▶ [Instruction]:
Please copy out the records word for word, starting at their first line and stopping after the line that contains "point(106, 107)".

┌────────

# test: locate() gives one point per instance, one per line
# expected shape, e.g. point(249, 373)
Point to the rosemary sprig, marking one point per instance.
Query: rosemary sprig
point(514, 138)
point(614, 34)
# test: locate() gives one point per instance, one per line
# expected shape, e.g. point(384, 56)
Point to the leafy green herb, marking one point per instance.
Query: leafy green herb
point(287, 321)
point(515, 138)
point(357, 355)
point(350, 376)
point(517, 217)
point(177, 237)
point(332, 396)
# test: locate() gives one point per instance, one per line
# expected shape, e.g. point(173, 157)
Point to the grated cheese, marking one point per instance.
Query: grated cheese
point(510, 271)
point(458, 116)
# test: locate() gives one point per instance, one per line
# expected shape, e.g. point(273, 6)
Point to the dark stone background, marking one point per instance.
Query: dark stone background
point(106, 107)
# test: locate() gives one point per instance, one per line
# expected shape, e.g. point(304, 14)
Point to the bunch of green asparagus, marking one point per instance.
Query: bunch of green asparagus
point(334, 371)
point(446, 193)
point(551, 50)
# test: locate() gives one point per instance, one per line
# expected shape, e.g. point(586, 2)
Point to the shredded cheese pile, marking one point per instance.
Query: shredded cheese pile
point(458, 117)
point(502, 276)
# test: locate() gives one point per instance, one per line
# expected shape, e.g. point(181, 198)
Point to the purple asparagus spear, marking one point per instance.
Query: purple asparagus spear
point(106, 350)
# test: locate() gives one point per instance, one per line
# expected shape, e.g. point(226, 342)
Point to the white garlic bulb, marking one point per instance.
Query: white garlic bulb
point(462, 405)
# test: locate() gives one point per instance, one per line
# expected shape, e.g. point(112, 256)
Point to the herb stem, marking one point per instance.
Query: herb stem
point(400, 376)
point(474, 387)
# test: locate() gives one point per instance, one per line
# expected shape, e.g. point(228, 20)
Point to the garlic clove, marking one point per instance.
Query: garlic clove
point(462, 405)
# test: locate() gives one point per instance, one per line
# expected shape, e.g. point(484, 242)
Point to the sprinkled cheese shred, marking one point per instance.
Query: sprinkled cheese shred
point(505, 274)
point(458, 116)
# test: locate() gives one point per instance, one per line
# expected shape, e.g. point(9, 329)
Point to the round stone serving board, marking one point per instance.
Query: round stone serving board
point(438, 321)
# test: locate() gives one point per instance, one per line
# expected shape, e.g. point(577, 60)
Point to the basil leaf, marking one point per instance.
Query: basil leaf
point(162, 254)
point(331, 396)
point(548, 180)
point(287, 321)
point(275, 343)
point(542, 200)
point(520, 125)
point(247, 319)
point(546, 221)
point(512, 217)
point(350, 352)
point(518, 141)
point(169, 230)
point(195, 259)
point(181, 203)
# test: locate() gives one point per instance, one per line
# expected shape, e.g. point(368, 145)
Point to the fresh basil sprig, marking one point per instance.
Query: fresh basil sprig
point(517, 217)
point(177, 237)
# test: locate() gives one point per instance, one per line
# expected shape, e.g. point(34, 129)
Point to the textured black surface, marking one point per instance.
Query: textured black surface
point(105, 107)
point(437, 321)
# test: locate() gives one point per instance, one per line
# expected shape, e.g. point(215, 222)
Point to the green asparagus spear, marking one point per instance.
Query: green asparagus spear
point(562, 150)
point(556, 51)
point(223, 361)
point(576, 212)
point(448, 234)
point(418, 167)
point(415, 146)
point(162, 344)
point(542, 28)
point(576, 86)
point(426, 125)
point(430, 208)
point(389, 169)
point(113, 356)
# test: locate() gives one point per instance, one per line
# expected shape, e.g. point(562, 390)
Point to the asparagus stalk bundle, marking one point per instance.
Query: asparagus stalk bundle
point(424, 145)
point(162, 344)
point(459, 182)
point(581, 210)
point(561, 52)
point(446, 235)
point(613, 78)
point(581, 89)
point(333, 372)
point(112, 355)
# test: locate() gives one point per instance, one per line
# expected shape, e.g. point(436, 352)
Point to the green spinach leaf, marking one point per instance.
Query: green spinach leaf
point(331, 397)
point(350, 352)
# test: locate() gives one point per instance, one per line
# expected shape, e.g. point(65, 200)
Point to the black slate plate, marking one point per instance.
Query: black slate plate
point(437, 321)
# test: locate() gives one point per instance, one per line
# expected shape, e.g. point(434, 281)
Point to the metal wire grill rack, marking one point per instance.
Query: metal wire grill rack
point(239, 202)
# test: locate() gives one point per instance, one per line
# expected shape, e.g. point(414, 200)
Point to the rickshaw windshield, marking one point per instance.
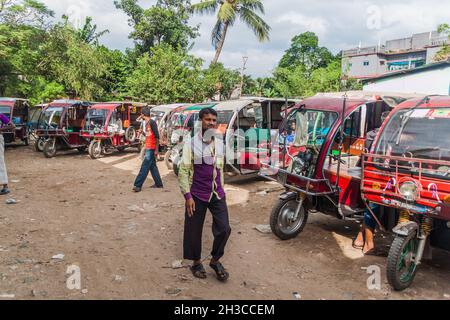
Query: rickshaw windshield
point(95, 118)
point(307, 127)
point(224, 117)
point(419, 133)
point(6, 111)
point(157, 115)
point(51, 117)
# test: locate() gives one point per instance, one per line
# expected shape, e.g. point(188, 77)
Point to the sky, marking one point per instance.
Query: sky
point(340, 25)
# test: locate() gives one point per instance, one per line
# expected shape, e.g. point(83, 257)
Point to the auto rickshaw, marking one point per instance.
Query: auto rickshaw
point(318, 158)
point(182, 124)
point(17, 112)
point(113, 126)
point(60, 125)
point(408, 169)
point(162, 115)
point(247, 125)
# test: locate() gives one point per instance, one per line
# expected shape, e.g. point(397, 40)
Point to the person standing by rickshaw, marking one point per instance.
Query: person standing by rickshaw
point(4, 121)
point(151, 152)
point(364, 239)
point(201, 181)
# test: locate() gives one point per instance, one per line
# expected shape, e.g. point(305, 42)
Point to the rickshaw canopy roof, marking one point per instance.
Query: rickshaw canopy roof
point(392, 99)
point(435, 101)
point(199, 107)
point(237, 105)
point(169, 107)
point(68, 103)
point(134, 104)
point(11, 101)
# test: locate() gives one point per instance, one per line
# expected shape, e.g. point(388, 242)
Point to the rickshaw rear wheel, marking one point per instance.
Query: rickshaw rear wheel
point(281, 217)
point(168, 160)
point(95, 149)
point(49, 148)
point(401, 268)
point(39, 145)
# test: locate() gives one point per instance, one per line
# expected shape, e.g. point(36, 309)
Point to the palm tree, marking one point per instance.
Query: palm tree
point(228, 11)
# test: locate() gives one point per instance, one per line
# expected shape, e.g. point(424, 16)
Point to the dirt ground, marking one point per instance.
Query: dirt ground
point(125, 243)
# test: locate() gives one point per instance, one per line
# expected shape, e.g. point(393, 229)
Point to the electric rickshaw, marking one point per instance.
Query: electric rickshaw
point(318, 157)
point(17, 112)
point(182, 124)
point(247, 126)
point(113, 126)
point(60, 125)
point(162, 115)
point(408, 169)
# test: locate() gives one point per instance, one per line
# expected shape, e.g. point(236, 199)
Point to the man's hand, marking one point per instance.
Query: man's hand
point(190, 207)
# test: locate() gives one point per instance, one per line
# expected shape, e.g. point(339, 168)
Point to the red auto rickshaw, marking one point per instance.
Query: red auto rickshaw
point(60, 125)
point(113, 126)
point(320, 145)
point(16, 110)
point(408, 169)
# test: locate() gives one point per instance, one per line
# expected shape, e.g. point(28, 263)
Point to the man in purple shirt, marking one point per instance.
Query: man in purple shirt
point(201, 182)
point(4, 121)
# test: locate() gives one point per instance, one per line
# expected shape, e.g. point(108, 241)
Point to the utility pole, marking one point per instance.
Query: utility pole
point(244, 63)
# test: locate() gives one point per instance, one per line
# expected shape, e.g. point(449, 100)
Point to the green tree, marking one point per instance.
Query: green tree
point(305, 51)
point(167, 75)
point(227, 13)
point(219, 81)
point(166, 22)
point(444, 53)
point(88, 32)
point(25, 12)
point(79, 66)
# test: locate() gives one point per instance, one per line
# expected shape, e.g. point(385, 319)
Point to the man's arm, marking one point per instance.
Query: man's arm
point(185, 170)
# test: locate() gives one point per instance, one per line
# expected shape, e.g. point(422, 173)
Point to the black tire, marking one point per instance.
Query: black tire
point(130, 134)
point(39, 145)
point(167, 160)
point(279, 218)
point(397, 279)
point(50, 148)
point(95, 149)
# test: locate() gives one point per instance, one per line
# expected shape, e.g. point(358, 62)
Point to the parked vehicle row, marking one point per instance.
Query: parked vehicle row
point(326, 168)
point(316, 148)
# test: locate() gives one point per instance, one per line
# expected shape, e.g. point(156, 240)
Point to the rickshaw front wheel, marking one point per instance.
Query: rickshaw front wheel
point(282, 219)
point(39, 145)
point(95, 149)
point(401, 265)
point(168, 160)
point(50, 148)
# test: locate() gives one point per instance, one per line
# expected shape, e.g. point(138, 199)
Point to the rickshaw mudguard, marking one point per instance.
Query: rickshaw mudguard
point(406, 228)
point(287, 195)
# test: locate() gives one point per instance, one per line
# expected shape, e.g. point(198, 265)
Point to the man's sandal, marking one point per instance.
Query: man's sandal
point(221, 273)
point(198, 271)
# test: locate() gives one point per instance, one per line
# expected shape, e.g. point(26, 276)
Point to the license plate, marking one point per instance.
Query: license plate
point(282, 177)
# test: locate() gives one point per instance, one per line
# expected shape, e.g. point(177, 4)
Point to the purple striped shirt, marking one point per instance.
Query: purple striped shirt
point(4, 119)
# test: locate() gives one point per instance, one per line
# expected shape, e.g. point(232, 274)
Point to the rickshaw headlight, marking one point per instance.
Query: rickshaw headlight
point(409, 190)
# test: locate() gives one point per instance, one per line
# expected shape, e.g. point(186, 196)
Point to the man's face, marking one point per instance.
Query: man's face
point(209, 121)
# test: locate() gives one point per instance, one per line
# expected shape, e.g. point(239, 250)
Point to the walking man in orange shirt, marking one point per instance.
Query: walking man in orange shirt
point(151, 152)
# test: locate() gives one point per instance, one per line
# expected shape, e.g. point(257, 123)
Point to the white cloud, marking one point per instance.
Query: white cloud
point(340, 24)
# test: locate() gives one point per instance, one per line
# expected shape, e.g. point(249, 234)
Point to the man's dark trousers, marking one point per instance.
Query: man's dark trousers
point(193, 227)
point(148, 165)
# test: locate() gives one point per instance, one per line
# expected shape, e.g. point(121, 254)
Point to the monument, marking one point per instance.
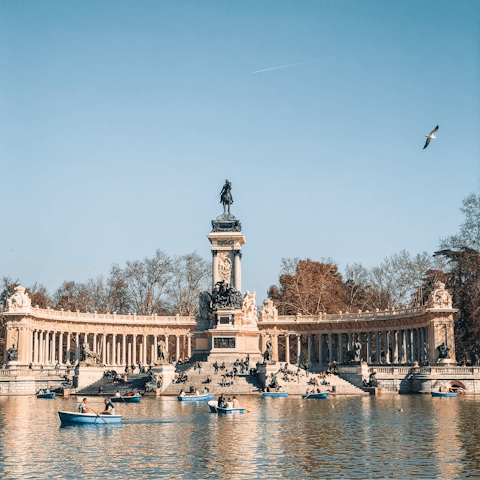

└────────

▶ [Result for this task]:
# test: locate() gives one point per instance, one per line
# expected shape, e.g. point(249, 373)
Point to the rosemary sprig, marking one point per instance.
Query: rosemary sprig
point(514, 138)
point(614, 34)
# test: locate() gives one point per instance, one per line
# expected shape, e.g. point(384, 56)
Point to the leafy green herb, marking one point per instance.
Query: leafy green herb
point(287, 321)
point(515, 138)
point(357, 355)
point(350, 376)
point(517, 217)
point(177, 237)
point(332, 396)
# test: locate() gives one point per instance, one per line
# expected shape, e.g. point(173, 157)
Point to the grated cheese, marking one point per instance.
Query: grated cheese
point(510, 271)
point(458, 116)
# test: locate() gives one point per instance, one per line
# expected shape, e.g. point(273, 6)
Point to the dark stone background, marking one point per instance.
Query: dark stone background
point(106, 107)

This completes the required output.